Given request:
Copy the listing below line for line, with no changes to spacing, punctuation, or wording.

Information shown:
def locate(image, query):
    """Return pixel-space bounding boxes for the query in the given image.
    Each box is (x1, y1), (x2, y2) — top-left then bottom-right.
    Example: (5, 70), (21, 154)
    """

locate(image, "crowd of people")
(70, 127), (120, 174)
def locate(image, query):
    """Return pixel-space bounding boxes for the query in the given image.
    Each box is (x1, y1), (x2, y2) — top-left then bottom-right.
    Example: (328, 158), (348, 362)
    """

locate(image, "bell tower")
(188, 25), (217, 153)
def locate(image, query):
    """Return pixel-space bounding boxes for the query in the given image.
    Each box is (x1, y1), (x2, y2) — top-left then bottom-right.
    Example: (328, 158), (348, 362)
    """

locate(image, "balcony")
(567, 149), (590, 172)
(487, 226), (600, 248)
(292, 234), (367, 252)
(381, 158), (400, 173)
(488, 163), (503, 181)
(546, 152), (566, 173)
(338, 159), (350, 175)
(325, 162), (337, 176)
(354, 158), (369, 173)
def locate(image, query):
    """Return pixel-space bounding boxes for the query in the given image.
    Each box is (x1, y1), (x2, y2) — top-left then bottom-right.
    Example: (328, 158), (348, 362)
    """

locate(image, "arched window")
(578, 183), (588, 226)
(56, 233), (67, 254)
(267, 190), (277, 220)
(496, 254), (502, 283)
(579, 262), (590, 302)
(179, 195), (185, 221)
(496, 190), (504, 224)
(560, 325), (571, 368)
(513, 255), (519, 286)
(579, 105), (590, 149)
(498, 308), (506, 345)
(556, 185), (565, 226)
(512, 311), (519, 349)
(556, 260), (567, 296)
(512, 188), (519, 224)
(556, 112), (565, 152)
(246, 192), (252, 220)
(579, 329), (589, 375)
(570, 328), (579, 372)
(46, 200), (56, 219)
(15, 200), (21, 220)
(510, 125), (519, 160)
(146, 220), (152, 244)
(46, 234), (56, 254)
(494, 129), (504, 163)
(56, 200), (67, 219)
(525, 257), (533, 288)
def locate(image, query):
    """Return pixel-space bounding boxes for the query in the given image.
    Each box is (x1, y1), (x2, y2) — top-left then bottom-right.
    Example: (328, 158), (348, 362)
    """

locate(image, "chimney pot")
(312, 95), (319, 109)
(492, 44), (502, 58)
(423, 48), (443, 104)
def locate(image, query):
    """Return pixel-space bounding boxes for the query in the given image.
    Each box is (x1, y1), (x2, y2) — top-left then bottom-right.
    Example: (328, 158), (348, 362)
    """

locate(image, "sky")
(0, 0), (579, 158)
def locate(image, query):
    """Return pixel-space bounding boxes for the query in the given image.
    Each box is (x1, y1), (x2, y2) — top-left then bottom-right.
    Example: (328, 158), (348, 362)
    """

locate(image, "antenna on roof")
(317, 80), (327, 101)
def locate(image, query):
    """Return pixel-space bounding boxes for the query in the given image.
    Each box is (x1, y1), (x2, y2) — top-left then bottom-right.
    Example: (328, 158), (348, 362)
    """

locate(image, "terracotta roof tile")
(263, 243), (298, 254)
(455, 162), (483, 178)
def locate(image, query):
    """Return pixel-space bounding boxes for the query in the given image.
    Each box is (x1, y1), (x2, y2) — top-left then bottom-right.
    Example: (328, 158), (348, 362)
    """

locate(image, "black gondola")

Result for this exercise:
def locate(image, query):
    """Return pixel-space bounding boxes for the query in the given image.
    Each box is (x1, y1), (x2, y2) — top-left then bottom-right.
    Example: (5, 70), (21, 154)
    """

locate(image, "crowd of people")
(70, 127), (120, 174)
def locate(image, query):
    """Return pixel-space bounding boxes for the query in the given image.
    Each box is (x1, y1), (x2, y2) — top-left then bottom-right.
    Example: (328, 158), (348, 362)
    """

locate(image, "bell tower")
(188, 25), (217, 153)
def locate(image, query):
    """Return pixel-space bounding boxes for the query in the given image.
    Each box is (x1, y1), (x2, y2) — top-left then bottom-right.
    Example: (328, 158), (348, 362)
    """

locate(image, "balcony")
(567, 149), (590, 172)
(487, 226), (600, 248)
(292, 234), (367, 252)
(381, 158), (400, 173)
(488, 163), (503, 181)
(546, 152), (566, 173)
(338, 159), (350, 175)
(325, 162), (337, 176)
(354, 158), (369, 173)
def locate(image, query):
    """Return pixel-space bounding boxes for the query in the given image.
    Each box is (x1, y1), (x2, y2) — top-left then bottom-right.
    Example: (328, 158), (348, 362)
    """

locate(image, "arched window")
(578, 183), (588, 226)
(56, 233), (67, 254)
(267, 190), (277, 220)
(496, 254), (502, 283)
(579, 262), (590, 302)
(179, 195), (185, 221)
(496, 190), (504, 224)
(560, 325), (571, 368)
(513, 255), (519, 286)
(579, 105), (590, 149)
(498, 308), (506, 345)
(556, 185), (565, 226)
(512, 311), (519, 349)
(556, 260), (567, 296)
(512, 188), (519, 224)
(556, 112), (565, 152)
(246, 192), (252, 220)
(579, 329), (589, 375)
(570, 328), (579, 372)
(46, 200), (56, 219)
(15, 200), (21, 220)
(510, 125), (519, 160)
(146, 220), (152, 244)
(46, 234), (56, 254)
(494, 129), (504, 163)
(56, 200), (67, 219)
(525, 257), (533, 288)
def locate(image, query):
    """Return pixel-space bounding boxes for the query in the given image.
    Each box is (x1, y1), (x2, y2) — top-left then bottom-right.
    Example: (328, 158), (348, 362)
    """

locate(image, "chimney pot")
(312, 95), (319, 109)
(492, 44), (502, 58)
(423, 48), (443, 104)
def locate(image, query):
    """Return pixel-space bounding boxes for the query in the given image.
    Each box is (x1, y1), (x2, y2) — top-left then bottom-right.
    Example: (328, 158), (348, 362)
    """

locate(image, "sky")
(0, 0), (579, 158)
def locate(image, query):
    """Return pixel-space bounding boxes for the query in the given image.
    Each box is (x1, y1), (x2, y2) — top-left then bottom-right.
    Example: (328, 158), (348, 362)
    """

locate(image, "antenna on roof")
(317, 80), (327, 101)
def locate(image, query):
    """Return pixel-space bounding boxes for the query in the given image.
    Each box is (x1, y1), (x2, y2) — top-left then bottom-right.
    Example: (328, 158), (348, 362)
    """

locate(image, "terracotta roof tile")
(263, 243), (298, 254)
(455, 162), (483, 178)
def locate(image, query):
    """Return pixel-space bounding boxes for the query in the given image.
    Each box is (x1, y1), (x2, y2) — top-left then bottom-right.
    Example: (328, 158), (348, 362)
    """

locate(image, "black gondola")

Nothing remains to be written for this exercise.